:: Extracted text ::
════

Photo courtesy Library of Congress.

Photo courtesy Library of Congress.

Back then there may not have been a single mile of downhill ski trail on the continent, according to the Jan. 25, 1935 Ski Bulletin. Those first Appalachian Mountain Club skiers finished 20 miles of trail in the southwest corner of New Hampshire.

Then, in New Hampshire’s Lakes Region, the Winnipesaukee Ski Club finished trails on what is now Gunstock. The Works Progress Administration further developed the Belknap Mountains Recreation Area.

Skiing at Dickinson's farm, March 1939.

Skiing at Dickinson’s farm, March 1939.

Dickinson’s Farm

Much early New England skiing took place at mom-and-pop ski areas. Putting up a tow rope and taking in lodgers was a way for farmers to earn a little more money in the off season.

Enthusiasm for skiing spread to a farm in Lisbon, N.H. , in 1936. Farm Security Administration photographer Marion Post Wolcott took pictures of local teenagers skiing on Dickinson’s farm in March 1939. She described the photos:

On Saturday afternoon many high school students come to Dickinson’s farm to ski. Mr Dickenson built a ski tow on his farm three years ago at a cost of one thousand dollars. This is the first year he had made any money, although business is increasing rapidly now. He has a small dairy farm and until the hurricane last year destroyed his entire grove of maple trees he made and sold maple syrup. Lisbon near Franconia, New Hampshire.

Tow rope on Dickinson's farm.

Tow rope on Dickinson’s farm.

Cannon Mountain

New England skiing wasn’t just a way for farmers to make money. It also allowed innkeepers to extend their season into winter. Kate Peckett, the daughter of the owners of Peckett’s-on-Sugar-Hill, persuaded her parents to run a ski school on Cannon Mountain.

════

:: Tasks for this exercise ::
[A] Name every club and government agency mentioned in the text on early New England skiing.
[B] Tally the lines of the records that contain the string "snow", and give only that number.

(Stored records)
════

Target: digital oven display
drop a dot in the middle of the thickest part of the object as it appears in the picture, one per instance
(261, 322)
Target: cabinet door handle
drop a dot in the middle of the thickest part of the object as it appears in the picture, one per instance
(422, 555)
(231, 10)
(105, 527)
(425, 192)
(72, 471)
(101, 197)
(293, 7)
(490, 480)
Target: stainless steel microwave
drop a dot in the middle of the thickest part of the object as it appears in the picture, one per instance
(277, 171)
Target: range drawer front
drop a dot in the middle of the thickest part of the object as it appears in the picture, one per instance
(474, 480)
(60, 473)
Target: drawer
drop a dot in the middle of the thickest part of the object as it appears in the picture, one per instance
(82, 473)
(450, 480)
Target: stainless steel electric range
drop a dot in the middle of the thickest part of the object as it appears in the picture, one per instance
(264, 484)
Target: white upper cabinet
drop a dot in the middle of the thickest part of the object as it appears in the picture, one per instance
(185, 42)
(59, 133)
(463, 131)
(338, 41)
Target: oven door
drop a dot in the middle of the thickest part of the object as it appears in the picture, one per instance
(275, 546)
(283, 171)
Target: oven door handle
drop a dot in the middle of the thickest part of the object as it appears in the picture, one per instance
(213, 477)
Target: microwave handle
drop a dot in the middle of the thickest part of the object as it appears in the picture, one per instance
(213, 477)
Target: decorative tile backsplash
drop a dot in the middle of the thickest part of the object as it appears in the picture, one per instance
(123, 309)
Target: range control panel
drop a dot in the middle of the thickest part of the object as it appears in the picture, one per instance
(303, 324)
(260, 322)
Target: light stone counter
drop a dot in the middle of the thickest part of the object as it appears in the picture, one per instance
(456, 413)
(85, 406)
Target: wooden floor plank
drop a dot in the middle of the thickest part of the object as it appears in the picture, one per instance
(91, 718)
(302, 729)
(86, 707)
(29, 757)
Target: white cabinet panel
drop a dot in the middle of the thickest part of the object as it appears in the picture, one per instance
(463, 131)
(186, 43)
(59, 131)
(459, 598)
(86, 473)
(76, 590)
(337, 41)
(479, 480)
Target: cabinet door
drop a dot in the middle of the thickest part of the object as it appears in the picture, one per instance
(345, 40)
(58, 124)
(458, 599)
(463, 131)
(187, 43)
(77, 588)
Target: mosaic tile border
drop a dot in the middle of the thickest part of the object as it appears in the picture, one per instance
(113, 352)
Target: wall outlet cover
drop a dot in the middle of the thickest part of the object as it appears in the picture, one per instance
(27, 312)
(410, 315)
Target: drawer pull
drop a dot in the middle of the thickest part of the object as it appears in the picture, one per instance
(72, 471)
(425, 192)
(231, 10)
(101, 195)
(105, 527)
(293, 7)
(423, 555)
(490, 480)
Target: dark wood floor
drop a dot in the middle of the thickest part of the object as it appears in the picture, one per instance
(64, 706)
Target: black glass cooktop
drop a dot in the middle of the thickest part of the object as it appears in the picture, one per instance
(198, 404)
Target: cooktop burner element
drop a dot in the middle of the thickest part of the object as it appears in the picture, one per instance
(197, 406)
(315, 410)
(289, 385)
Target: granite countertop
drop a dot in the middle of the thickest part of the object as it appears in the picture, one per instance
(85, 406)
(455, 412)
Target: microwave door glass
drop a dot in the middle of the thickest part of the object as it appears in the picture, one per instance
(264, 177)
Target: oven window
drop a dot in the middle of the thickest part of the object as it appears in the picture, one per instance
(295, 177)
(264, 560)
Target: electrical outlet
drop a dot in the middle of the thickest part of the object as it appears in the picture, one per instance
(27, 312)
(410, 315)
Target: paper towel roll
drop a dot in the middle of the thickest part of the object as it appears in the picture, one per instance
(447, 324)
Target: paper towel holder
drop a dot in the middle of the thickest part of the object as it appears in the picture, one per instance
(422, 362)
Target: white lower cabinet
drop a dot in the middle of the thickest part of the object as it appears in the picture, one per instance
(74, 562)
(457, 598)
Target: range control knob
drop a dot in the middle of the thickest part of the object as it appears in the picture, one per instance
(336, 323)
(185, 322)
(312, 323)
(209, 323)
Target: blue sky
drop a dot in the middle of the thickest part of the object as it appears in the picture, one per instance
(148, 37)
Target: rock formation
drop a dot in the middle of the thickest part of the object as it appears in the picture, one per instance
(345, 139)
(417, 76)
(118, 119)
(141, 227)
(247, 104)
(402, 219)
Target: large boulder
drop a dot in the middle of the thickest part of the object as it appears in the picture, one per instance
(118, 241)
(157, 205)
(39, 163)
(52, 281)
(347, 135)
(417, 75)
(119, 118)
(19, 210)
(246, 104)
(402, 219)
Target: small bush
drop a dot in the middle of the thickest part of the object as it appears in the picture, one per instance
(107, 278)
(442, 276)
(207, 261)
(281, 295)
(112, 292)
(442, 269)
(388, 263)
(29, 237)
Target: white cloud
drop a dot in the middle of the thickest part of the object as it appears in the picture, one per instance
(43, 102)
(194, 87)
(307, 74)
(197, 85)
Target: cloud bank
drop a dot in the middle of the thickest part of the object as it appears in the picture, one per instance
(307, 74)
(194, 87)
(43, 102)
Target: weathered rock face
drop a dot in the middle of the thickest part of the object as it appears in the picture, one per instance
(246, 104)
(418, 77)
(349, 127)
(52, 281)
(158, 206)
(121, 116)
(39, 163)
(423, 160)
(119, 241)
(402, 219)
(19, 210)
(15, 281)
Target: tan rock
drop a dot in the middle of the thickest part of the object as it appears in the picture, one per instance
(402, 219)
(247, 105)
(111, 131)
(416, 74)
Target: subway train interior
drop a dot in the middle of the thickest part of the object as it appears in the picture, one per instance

════

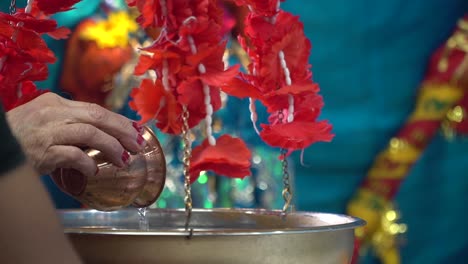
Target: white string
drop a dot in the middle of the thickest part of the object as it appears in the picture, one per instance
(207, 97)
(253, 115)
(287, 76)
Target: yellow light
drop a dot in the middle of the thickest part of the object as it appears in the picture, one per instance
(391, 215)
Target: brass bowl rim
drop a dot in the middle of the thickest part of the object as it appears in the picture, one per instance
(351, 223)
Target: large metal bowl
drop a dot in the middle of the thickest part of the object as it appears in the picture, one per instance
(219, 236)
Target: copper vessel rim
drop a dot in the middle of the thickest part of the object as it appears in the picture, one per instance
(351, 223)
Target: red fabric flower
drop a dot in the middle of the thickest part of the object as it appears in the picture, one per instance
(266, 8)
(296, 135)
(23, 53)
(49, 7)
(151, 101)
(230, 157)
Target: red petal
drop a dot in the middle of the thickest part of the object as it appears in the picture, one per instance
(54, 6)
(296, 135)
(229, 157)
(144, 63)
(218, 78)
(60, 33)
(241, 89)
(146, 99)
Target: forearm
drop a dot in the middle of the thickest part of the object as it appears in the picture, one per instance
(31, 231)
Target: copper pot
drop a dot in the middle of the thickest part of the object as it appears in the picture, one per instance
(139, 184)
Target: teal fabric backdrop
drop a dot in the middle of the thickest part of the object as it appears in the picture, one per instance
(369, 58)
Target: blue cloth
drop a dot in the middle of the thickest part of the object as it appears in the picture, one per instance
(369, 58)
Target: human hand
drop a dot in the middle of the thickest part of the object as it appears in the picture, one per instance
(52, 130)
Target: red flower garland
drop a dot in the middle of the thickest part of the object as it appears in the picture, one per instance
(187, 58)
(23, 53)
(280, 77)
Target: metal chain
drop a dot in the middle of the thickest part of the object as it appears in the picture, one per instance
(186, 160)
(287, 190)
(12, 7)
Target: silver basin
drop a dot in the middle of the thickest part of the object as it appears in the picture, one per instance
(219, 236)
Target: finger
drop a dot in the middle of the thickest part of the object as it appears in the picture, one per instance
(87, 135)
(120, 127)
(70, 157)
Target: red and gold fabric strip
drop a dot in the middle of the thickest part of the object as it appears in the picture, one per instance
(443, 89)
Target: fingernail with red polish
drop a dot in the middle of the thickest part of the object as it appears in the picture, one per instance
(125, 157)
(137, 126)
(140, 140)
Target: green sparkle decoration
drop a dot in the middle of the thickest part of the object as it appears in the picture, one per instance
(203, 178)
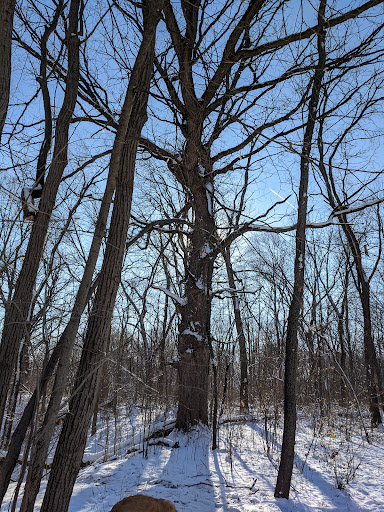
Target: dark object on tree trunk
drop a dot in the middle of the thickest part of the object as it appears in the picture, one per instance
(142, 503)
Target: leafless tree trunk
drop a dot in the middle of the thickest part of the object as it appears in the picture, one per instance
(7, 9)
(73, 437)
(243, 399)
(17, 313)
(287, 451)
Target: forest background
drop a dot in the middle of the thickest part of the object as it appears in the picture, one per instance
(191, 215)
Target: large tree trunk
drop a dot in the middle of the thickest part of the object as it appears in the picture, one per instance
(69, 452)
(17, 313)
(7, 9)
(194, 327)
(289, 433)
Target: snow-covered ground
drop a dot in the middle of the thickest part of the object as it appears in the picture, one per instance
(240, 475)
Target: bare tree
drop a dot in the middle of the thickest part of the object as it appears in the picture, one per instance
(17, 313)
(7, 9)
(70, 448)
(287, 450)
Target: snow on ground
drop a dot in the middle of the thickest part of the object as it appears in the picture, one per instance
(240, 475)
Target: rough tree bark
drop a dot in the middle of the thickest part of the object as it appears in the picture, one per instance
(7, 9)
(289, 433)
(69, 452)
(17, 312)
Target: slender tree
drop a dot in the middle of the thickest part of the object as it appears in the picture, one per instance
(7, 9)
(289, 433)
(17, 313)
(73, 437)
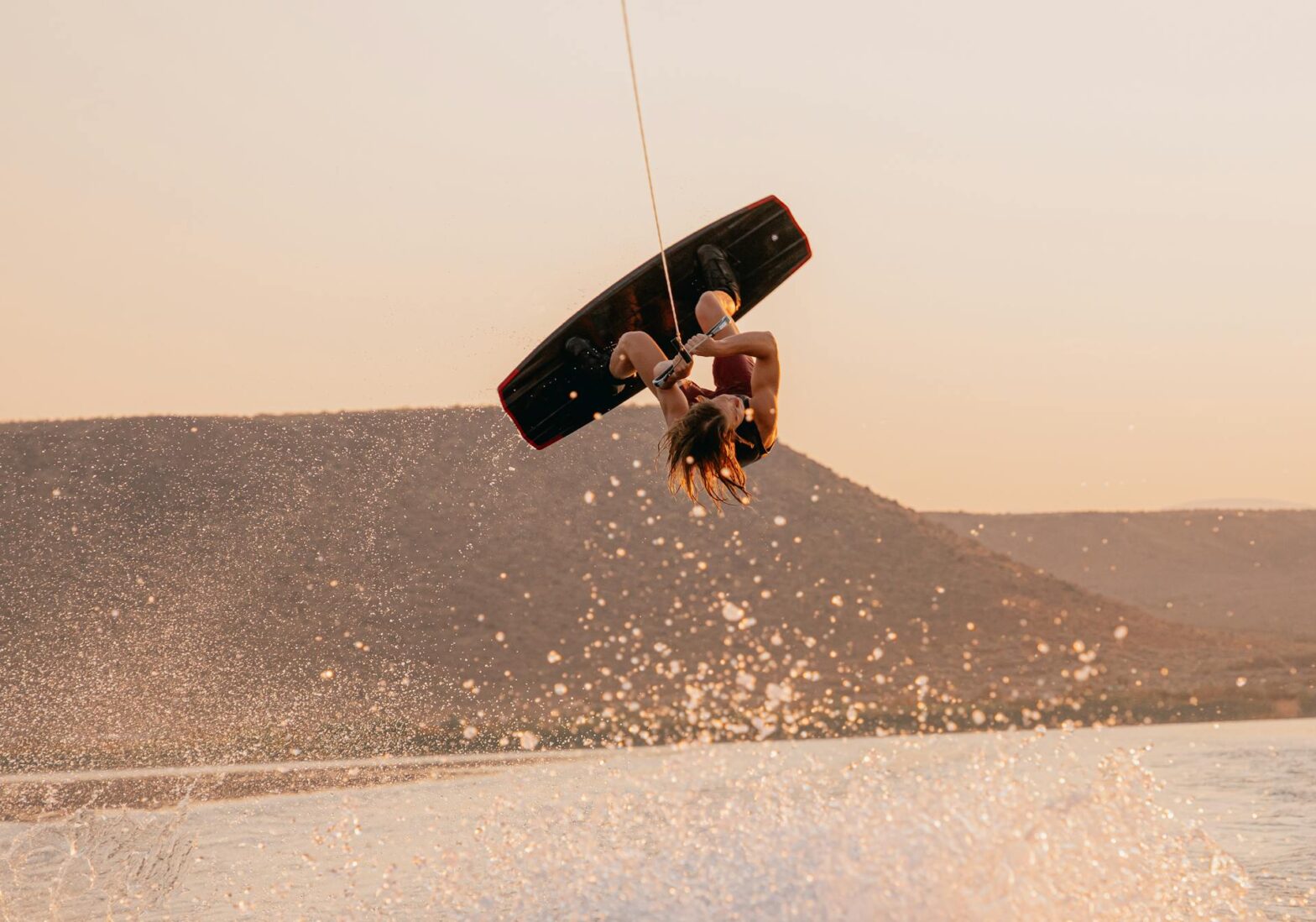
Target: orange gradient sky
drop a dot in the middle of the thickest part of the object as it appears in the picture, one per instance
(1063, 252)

════

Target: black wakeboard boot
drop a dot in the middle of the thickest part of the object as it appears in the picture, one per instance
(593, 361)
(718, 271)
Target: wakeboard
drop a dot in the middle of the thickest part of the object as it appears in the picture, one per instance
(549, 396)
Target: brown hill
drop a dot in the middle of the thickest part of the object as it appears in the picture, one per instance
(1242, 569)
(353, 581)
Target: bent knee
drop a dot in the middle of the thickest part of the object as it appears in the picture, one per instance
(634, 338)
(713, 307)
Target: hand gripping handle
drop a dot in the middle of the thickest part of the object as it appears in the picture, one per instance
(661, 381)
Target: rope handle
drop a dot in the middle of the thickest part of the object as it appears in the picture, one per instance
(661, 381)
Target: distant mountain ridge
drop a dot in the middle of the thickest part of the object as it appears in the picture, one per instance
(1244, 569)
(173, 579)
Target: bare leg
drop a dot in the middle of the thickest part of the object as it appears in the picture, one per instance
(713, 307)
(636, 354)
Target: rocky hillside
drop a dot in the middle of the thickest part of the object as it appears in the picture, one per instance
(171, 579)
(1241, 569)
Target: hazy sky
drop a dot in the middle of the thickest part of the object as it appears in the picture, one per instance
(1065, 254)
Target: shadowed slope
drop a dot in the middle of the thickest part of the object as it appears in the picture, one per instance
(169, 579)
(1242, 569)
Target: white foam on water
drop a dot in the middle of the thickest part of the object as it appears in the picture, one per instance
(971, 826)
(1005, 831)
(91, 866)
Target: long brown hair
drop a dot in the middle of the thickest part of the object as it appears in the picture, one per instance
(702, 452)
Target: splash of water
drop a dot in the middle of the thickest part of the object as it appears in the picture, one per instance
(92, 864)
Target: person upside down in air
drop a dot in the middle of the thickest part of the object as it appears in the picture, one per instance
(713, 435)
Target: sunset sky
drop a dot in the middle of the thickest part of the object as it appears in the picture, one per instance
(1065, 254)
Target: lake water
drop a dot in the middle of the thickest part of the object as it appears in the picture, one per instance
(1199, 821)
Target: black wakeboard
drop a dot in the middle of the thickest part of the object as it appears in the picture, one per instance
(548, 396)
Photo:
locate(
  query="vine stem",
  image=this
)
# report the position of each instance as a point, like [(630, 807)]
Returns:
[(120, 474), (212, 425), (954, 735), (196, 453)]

════

:: Solutions for each task ::
[A] Library of Congress, Appalachian Mountain Club, Winnipesaukee Ski Club, Works Progress Administration, Farm Security Administration

[B] 2